Northwest Kidney Centers provides 284,511 treatments a year for more than 1,833 people with kidney disease, representing about 80 percent of all dialysis care in the region. The organization treats patients in its 20 outpatient dialysis centers and in eight area hospitals. 275 of its patients choose home dialysis, with training and supervision from Northwest Kidney Centers. Its special care service provides additional nursing and assistance to very frail patients. In 2017, Northwest Kidney Centers launched the nation's first palliative care program in a dialysis organization.

===Education===

Northwest Kidney Centers provides free classes on issues related to kidney disease, including nutrition, types of dialysis treatment and kidney transplants. In 2017, more than half of new patients had attended a class before beginning dialysis. The organization also participates in events and health fairs throughout the year, and its nutrition experts not only counsel patients on the role of nutrition in preventing and treating kidney disease, they also contribute articles to professional journals and columns to community newspapers.

===Research===

Through its Kidney Research Institute, Northwest Kidney Centers conducts research into the early detection, prevention and treatment of kidney disease and its complications. The Kidney Research Institute has received more than $100 million in research funding, primarily from the National Institutes of Health, and published more than 1,000 scientific papers. More than 30 studies are actively underway. In 2017, Northwest Kidney Centers committed to a $15 million grant over five years to jumpstart the Center for Dialysis Innovation, which works on revolutionary new technologies.

==Innovation==

As the world's first dialysis organization, Northwest Kidney Centers created protocols and procedures that were innovative in themselves. From its establishment in 1962, the organization has been a model in the kidney care field.

===Home hemodialysis===

In 1964, Scribner and his team developed a machine to provide home hemodialysis for the first time. The machine, first used by Seattle Artificial Kidney Center patients, became a model for today's dialysis machines.

● ● ● ● ●

- [Tasks to carry out]:
**A.** Echo the Northwest Kidney Centers passage word for word, from "Northwest Kidney Centers provides 284,511" up to and including "a dialysis organization.".
**B.** In the Northwest Kidney Centers passage, in what year did Scribner and his team develop a machine for home hemodialysis?
The listing has no connection to the Northwest Kidney Centers passage.

● ● ● ● ●

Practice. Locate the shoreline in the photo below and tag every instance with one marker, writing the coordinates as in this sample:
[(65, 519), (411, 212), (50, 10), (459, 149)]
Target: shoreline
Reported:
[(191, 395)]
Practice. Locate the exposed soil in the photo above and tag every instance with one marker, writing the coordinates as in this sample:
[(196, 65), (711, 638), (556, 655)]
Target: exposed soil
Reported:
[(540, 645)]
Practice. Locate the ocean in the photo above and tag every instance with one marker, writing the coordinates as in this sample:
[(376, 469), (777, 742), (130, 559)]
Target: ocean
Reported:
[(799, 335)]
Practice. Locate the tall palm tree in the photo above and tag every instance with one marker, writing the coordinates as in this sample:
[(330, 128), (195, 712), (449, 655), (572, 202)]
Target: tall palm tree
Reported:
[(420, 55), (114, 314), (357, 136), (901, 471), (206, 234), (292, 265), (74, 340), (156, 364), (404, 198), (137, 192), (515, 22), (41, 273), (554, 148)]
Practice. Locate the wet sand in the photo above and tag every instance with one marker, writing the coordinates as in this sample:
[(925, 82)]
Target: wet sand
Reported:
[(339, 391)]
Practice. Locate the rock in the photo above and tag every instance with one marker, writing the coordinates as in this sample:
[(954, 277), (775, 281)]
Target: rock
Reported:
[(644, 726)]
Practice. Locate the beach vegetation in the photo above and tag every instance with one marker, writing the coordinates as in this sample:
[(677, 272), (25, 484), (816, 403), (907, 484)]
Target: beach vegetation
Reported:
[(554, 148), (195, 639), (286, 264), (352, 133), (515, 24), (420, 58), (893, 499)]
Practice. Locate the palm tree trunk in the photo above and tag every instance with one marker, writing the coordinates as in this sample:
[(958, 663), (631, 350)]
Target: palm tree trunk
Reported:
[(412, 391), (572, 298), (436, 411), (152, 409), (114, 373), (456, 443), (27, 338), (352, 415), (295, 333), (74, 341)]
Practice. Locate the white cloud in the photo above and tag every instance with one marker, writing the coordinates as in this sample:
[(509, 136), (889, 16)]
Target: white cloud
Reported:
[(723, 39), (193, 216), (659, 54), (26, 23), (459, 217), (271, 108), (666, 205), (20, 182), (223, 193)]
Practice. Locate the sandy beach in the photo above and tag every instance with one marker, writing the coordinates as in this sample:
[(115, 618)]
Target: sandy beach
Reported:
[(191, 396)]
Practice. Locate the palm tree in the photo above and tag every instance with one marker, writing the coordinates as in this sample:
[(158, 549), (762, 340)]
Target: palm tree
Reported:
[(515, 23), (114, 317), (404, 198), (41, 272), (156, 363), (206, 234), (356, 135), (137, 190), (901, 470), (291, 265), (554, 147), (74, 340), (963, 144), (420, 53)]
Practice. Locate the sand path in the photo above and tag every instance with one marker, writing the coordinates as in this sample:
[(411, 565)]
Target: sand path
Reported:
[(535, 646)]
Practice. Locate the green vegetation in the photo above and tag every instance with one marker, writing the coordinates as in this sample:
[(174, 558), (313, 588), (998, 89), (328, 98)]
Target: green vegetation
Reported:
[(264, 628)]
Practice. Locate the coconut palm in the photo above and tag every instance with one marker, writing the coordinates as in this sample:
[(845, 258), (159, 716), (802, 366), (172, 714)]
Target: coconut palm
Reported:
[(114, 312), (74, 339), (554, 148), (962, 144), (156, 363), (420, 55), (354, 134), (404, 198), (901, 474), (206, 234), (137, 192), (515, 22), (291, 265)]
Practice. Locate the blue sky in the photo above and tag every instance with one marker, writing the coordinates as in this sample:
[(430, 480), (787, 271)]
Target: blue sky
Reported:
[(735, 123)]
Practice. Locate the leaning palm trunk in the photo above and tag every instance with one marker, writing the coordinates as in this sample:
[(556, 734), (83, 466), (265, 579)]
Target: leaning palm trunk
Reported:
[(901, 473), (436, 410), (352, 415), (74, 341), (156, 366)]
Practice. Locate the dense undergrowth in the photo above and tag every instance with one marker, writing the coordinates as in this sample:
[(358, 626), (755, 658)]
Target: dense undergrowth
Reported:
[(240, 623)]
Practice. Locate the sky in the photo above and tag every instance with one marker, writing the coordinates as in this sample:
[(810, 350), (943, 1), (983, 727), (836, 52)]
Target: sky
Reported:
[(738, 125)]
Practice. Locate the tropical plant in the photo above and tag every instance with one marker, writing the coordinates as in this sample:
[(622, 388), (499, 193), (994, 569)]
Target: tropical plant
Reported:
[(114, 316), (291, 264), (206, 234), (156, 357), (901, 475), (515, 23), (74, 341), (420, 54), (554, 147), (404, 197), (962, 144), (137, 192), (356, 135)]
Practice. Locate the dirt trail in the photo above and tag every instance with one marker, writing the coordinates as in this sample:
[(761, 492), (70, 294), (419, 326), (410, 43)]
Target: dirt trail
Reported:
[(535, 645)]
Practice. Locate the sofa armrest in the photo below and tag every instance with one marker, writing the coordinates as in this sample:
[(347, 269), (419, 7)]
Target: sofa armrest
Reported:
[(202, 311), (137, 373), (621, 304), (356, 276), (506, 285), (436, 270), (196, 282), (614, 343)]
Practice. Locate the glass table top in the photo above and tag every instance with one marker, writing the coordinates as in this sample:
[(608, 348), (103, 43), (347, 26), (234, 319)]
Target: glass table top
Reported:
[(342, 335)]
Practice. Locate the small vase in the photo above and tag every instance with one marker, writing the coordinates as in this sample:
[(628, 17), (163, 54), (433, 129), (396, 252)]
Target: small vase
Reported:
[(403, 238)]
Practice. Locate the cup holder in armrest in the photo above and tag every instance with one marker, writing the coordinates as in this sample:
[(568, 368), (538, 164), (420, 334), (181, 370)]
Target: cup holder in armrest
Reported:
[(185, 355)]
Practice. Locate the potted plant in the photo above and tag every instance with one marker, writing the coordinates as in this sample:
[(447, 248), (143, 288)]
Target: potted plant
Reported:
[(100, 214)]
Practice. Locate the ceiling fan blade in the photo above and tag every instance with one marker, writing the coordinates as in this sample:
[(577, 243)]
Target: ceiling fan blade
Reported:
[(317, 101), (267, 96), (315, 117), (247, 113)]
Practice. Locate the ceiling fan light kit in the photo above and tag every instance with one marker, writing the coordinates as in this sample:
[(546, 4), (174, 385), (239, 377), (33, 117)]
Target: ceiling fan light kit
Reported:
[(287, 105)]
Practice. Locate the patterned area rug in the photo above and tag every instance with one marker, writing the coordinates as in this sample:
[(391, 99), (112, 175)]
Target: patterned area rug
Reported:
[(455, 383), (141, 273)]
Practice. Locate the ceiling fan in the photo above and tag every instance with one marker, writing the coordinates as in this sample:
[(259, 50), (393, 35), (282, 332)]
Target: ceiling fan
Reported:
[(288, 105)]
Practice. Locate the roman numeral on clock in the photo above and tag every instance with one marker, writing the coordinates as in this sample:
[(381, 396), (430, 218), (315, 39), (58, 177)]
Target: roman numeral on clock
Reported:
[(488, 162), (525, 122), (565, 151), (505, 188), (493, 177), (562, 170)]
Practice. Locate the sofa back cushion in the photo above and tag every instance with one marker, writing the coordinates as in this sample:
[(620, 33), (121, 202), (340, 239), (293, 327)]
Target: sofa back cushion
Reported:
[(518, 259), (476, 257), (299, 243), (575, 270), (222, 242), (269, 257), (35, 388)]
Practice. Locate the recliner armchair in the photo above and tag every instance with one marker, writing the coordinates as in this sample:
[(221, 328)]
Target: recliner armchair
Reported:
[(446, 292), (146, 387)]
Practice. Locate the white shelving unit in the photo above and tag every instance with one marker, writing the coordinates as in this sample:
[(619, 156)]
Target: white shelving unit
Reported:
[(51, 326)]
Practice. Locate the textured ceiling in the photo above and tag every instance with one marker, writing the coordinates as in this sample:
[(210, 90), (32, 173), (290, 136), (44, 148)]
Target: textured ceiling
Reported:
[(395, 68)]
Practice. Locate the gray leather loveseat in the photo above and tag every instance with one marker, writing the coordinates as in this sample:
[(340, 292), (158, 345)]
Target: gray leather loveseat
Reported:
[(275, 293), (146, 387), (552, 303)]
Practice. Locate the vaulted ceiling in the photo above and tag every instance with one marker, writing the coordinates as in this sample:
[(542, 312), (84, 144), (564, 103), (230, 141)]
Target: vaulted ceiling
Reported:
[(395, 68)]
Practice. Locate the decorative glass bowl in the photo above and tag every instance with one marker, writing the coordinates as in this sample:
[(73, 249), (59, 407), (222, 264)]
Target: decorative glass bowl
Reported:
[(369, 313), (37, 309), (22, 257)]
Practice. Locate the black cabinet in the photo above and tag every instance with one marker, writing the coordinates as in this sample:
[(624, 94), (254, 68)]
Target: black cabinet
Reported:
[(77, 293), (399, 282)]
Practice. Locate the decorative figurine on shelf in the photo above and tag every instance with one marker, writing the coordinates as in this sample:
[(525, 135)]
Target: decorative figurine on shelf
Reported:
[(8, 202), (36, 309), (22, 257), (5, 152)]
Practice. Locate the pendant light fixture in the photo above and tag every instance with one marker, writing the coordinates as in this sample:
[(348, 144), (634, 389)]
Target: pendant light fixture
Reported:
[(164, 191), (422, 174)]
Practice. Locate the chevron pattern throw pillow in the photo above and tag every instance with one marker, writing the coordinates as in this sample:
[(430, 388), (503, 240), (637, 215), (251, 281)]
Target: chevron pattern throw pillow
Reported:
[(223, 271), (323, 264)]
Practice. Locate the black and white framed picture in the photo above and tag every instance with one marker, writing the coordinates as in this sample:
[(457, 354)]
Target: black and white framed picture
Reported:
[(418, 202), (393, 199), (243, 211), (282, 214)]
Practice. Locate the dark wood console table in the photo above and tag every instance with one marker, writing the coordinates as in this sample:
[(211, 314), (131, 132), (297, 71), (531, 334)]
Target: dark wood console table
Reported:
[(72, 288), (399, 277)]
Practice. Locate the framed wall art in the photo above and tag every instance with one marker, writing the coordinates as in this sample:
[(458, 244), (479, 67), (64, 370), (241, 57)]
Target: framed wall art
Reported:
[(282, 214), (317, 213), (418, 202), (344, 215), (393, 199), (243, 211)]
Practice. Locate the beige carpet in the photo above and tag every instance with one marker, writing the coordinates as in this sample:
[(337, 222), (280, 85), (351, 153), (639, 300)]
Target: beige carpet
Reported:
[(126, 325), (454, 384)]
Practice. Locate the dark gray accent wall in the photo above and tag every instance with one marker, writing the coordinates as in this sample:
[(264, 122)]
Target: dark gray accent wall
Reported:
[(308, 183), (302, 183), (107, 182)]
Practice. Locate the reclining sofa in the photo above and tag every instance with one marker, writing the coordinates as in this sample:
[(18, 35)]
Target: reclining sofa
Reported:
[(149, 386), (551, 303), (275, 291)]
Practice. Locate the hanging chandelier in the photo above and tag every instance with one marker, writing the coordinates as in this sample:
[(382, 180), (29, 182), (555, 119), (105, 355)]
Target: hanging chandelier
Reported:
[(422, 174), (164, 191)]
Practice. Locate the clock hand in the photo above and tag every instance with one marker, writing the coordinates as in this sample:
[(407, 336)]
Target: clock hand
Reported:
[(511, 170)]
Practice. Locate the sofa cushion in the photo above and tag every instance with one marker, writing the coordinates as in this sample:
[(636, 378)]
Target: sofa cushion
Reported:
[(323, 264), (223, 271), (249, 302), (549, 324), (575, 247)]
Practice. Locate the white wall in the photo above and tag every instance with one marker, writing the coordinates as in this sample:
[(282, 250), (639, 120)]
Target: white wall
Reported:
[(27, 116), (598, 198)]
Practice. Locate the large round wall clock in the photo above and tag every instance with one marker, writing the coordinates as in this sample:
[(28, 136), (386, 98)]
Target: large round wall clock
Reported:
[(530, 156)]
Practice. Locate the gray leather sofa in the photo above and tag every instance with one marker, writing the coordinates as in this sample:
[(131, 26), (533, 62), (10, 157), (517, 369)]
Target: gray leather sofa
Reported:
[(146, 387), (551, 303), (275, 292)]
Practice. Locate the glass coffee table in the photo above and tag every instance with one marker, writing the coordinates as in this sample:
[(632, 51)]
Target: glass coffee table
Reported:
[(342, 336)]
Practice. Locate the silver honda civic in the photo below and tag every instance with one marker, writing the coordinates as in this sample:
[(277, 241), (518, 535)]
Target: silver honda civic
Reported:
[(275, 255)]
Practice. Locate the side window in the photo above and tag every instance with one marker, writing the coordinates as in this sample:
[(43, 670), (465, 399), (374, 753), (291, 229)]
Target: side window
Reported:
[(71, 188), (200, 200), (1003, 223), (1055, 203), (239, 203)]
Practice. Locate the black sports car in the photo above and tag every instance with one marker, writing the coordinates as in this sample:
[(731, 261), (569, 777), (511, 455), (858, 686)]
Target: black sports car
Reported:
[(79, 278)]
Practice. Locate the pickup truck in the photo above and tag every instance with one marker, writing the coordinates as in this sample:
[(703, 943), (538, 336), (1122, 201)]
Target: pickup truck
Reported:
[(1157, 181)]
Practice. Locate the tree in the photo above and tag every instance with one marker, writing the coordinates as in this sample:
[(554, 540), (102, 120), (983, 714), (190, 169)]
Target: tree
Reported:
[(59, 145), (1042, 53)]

● ● ● ● ●

- [Exercise solutions]:
**A.**
Northwest Kidney Centers provides 284,511 treatments a year for more than 1,833 people with kidney disease, representing about 80 percent of all dialysis care in the region. The organization treats patients in its 20 outpatient dialysis centers and in eight area hospitals. 275 of its patients choose home dialysis, with training and supervision from Northwest Kidney Centers. Its special care service provides additional nursing and assistance to very frail patients. In 2017, Northwest Kidney Centers launched the nation's first palliative care program in a dialysis organization.

**B.** 1964